* _Exercise directions_
Only those lines running from the start of the listing below through the line that holds "x=253 y=308" are to be written out, exactly and in full.

* _Given records_
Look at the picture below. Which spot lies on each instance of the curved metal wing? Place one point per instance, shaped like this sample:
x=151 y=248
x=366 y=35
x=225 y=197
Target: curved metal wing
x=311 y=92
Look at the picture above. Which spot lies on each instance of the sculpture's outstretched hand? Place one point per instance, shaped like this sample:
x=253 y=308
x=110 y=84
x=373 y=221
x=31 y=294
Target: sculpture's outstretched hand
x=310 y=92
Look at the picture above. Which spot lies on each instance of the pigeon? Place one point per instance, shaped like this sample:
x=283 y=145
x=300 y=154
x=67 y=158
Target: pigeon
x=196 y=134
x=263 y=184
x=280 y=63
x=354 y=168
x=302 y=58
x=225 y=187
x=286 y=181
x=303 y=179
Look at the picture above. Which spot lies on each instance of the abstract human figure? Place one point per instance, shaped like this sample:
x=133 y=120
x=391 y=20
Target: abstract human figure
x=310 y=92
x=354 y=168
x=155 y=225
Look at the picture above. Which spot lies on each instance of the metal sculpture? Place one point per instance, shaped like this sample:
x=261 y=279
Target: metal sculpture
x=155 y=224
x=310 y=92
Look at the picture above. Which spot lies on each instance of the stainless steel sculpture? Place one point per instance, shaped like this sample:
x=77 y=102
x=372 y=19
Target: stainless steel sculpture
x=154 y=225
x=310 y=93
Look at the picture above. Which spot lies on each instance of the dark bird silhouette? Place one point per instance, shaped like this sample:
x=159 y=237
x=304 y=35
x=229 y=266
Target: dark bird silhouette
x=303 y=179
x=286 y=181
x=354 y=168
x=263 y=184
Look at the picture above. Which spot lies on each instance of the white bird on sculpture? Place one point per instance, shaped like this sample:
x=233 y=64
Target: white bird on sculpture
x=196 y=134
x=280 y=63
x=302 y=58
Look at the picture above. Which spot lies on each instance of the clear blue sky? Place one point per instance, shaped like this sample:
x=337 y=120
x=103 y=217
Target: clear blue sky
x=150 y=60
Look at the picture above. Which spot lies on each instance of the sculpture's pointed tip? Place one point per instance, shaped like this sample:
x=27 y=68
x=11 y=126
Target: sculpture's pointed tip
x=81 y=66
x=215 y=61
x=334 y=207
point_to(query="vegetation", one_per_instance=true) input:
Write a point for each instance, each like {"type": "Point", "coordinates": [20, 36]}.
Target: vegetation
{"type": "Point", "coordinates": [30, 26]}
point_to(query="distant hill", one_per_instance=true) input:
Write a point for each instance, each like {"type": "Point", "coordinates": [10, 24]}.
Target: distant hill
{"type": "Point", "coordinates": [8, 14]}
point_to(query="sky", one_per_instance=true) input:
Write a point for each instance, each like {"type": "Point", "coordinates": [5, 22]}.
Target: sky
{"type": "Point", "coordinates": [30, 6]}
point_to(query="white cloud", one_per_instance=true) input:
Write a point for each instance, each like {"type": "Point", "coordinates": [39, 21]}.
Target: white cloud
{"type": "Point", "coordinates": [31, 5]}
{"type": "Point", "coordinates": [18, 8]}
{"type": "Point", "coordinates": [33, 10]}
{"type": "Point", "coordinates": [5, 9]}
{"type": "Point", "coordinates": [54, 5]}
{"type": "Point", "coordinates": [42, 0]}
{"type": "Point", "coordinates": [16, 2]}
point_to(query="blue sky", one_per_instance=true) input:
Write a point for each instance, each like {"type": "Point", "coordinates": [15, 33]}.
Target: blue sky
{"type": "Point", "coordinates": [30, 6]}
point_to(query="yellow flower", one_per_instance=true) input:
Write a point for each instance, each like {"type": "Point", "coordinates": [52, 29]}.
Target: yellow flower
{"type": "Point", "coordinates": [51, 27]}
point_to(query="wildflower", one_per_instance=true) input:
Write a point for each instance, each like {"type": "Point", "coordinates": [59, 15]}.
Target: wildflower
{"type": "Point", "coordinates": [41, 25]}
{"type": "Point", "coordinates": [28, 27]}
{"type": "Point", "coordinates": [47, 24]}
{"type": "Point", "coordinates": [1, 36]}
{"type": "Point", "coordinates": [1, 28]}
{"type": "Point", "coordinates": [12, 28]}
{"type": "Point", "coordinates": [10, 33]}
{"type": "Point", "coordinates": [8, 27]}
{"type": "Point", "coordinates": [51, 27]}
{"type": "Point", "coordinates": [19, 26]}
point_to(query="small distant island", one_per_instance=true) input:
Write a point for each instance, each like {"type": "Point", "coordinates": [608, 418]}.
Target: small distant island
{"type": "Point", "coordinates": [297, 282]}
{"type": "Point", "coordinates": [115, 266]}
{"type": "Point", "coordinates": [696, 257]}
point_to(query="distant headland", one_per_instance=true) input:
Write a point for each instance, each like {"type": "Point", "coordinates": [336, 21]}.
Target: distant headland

* _Exercise solution_
Look at the picture below. Which spot lies on each instance of the curved metal wing? Place one point per instance, shaped like this sample:
x=151 y=248
x=366 y=35
x=225 y=197
Target: curved metal wing
x=311 y=92
Look at the picture above. Which spot lies on each instance of the sculpture's outstretched hand? Place one point per instance, shaped like this sample:
x=253 y=308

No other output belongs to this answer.